### CONSIGNA A
Indica si cada afirmación concuerda con el fragmento sobre Miguel Hernández: (i) presenta la tristeza solitaria y la soledad congénita como aliadas del poeta; (ii) sostiene que dirigió su poesía a los dioses; (iii) lo describe como "poeta en esencia". Responde sí o no y cita las palabras decisivas del fragmento.
### CONSIGNA B
Prosigue el fragmento sobre Miguel Hernández a partir de su última oración.

### FRAGMENTO ORIGINAL
- - - - - - -
Su intelectualidad conquistó su razón, comprendiendo el poeta en ciernes, que no podía desaprovechar tal diamante en bruto alojado en sus neuronas, a las que debía extraerle los más relucientes rayos de luces creadoras.
Miguel Hernández, poeta en esencia y néctar de sensibilidad, estuvo aureolado con el sino apocalíptico en su corto devenir. Murió a los 42 años. Parece que fuera elegido por los dioses como ejemplo de pundonor, para sobreponerse a todo y contra todos; en continuados infortunios, como reflejado azogue, preñaron su efímera existencia de vacíos y exabruptos.
La tristeza solitaria y la soledad congénita, eran sus aliadas y 'compañeras del alma', en su agónico viaje de la existencia. Pero la rosa que portaba, también tuvo pétalos de color y vertió aromas a sus homólogos de la canallesca vida. Prácticamente a quien dirigió su poesía: su pueblo hermano.
- - - - - - -
### FILAS PROPORCIONADAS
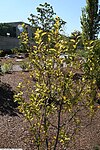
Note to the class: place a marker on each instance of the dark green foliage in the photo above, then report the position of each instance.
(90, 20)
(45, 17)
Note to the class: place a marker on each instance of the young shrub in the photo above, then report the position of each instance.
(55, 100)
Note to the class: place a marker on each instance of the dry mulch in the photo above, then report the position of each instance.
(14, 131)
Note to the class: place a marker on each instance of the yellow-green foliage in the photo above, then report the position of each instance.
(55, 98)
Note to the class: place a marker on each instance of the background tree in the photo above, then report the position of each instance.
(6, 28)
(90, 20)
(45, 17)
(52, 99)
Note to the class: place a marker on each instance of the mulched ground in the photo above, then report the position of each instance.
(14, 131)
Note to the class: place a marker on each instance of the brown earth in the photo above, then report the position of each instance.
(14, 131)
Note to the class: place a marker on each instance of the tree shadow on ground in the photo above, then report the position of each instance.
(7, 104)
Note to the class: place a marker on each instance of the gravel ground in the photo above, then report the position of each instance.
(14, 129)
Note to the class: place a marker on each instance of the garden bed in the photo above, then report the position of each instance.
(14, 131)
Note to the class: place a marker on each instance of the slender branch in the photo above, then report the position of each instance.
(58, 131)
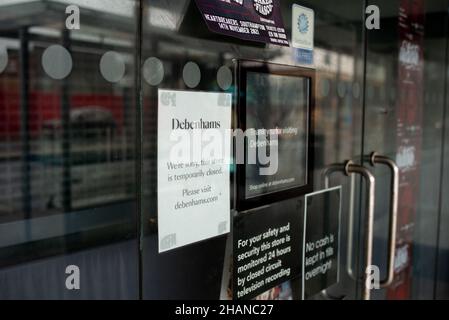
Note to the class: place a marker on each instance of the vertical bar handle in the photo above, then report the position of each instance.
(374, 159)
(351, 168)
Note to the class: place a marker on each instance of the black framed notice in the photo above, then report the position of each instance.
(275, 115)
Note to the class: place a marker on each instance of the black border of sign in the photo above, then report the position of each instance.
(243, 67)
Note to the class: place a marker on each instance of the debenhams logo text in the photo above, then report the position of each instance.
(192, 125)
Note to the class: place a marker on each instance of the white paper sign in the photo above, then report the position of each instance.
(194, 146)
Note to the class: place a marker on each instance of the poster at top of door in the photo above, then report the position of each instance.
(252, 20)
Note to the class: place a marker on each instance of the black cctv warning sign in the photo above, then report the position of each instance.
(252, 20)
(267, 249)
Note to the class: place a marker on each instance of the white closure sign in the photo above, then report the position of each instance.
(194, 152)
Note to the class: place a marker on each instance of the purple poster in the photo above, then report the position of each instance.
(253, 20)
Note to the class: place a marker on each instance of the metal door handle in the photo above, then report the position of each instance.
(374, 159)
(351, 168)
- - - - - - -
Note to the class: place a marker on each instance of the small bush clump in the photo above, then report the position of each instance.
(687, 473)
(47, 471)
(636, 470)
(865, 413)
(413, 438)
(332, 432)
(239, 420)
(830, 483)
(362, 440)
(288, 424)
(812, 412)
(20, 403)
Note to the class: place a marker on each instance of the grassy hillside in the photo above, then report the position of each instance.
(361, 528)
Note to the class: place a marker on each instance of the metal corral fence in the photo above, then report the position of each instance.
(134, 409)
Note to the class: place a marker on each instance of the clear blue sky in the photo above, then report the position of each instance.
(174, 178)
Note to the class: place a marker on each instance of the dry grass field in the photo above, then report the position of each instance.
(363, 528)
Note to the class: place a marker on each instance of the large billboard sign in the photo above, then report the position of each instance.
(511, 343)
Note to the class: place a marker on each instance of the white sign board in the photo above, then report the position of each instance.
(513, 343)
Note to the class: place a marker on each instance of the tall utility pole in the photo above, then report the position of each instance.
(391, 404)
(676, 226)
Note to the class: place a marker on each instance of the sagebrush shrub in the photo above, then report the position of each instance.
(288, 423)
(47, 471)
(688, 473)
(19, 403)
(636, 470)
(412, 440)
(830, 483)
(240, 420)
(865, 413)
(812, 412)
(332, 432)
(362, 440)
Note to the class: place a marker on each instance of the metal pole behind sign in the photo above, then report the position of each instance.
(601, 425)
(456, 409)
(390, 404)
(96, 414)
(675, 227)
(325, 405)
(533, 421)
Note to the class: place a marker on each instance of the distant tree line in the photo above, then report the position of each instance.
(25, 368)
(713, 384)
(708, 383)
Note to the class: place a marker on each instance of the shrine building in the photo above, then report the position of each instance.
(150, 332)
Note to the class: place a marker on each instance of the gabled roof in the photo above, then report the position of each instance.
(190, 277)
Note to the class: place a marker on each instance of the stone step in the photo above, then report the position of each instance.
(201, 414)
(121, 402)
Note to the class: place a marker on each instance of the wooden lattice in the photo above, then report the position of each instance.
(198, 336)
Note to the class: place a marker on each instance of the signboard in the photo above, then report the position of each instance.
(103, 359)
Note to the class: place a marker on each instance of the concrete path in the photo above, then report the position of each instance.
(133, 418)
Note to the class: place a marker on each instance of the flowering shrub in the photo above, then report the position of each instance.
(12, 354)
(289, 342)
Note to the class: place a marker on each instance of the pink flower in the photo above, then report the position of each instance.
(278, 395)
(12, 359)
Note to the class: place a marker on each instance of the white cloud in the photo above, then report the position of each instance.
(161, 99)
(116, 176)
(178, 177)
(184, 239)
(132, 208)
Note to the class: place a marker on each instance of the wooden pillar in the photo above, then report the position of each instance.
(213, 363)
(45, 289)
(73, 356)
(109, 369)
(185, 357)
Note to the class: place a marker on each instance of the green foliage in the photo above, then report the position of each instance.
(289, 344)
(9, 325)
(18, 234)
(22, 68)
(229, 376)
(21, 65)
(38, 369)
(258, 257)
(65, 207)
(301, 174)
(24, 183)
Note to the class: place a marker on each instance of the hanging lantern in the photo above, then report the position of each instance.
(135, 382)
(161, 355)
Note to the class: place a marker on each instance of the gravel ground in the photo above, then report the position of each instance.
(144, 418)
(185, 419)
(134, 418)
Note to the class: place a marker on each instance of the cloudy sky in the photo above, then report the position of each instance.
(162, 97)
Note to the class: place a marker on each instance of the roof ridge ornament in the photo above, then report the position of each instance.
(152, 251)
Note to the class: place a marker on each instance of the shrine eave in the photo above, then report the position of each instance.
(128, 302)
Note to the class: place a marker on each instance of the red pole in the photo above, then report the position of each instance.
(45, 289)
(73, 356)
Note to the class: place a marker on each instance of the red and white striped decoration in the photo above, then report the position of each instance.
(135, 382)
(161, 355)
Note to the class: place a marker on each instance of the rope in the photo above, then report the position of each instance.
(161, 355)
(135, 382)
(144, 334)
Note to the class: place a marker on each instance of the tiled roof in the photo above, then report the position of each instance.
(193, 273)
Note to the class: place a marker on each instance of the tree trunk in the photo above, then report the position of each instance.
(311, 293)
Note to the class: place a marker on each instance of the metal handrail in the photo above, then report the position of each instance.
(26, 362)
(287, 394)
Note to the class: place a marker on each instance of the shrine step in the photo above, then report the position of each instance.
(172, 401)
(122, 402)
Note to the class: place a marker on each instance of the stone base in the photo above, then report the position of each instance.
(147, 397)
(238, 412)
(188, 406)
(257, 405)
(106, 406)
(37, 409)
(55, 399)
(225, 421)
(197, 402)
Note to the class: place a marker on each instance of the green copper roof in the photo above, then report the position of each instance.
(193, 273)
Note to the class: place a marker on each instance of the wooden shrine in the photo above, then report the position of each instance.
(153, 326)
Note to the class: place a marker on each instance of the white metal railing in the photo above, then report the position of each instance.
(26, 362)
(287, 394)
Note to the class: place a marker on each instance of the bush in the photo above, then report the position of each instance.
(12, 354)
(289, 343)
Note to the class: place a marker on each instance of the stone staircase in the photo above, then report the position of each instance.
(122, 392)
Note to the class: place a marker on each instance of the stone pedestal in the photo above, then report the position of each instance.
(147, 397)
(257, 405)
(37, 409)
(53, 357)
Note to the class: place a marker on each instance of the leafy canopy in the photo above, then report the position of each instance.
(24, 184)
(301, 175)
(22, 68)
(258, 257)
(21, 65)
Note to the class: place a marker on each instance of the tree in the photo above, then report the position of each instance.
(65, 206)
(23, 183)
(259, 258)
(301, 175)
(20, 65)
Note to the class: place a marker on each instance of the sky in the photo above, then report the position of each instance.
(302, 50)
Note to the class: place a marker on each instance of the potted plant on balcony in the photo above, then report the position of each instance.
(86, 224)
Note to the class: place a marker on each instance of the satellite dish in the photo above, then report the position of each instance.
- - - - - - -
### RESPUESTA A
(i) Sí: «La tristeza solitaria y la soledad congénita, eran sus aliadas».
(ii) No: «Prácticamente a quien dirigió su poesía: su pueblo hermano».
(iii) Sí: «Miguel Hernández, poeta en esencia y néctar de sensibilidad».

### RESPUESTA B
Los propios congéneres de la poesía, le arroparon su límpida y generosa amistad, en su coincidencia temporal en el Madrid prebélico, llegado para paladear las mieses de los éxitos poéticos por él manufacturados y extraídos de su propia piel rezumada de desaires y melancolías eternas. Allí quiso anidar y parir su primer poemario 'El rayo que no cesa', publicado a los 26 años. Libro elogiado por su guardián y honesto amigo Vicente Aleixandre, que le brindó apoyos y afectos incondicionales.
La vida breve, concisa, de este mártir del verso, se circunscribe en su pureza poética en su penoso y errante existir. Corta fue su vida; extensamente su poesía, que sobrepasará tiempos, lugares, y más tiempos. Por la implacable razón de que la excelsa y comprometida poesía jamás morirá. Será tomada, aislada, y retomada sucesivamente. La poesía conmovedora, del cabrero pueblerino, como el poema dedicado a su recién nacido hijo y agonizante de 'hielo negro y escarcha', titulada Nanas de la Cebolla, estremece y ensortija de lágrimas secas quien con ella se deleita. La elegía a la llorada muerte de su amigo Ramón Sijé, 'a quien tanto quería', azuza la insensibilidad de los más duros y menos arrobados, para zaherir su amarga ternura.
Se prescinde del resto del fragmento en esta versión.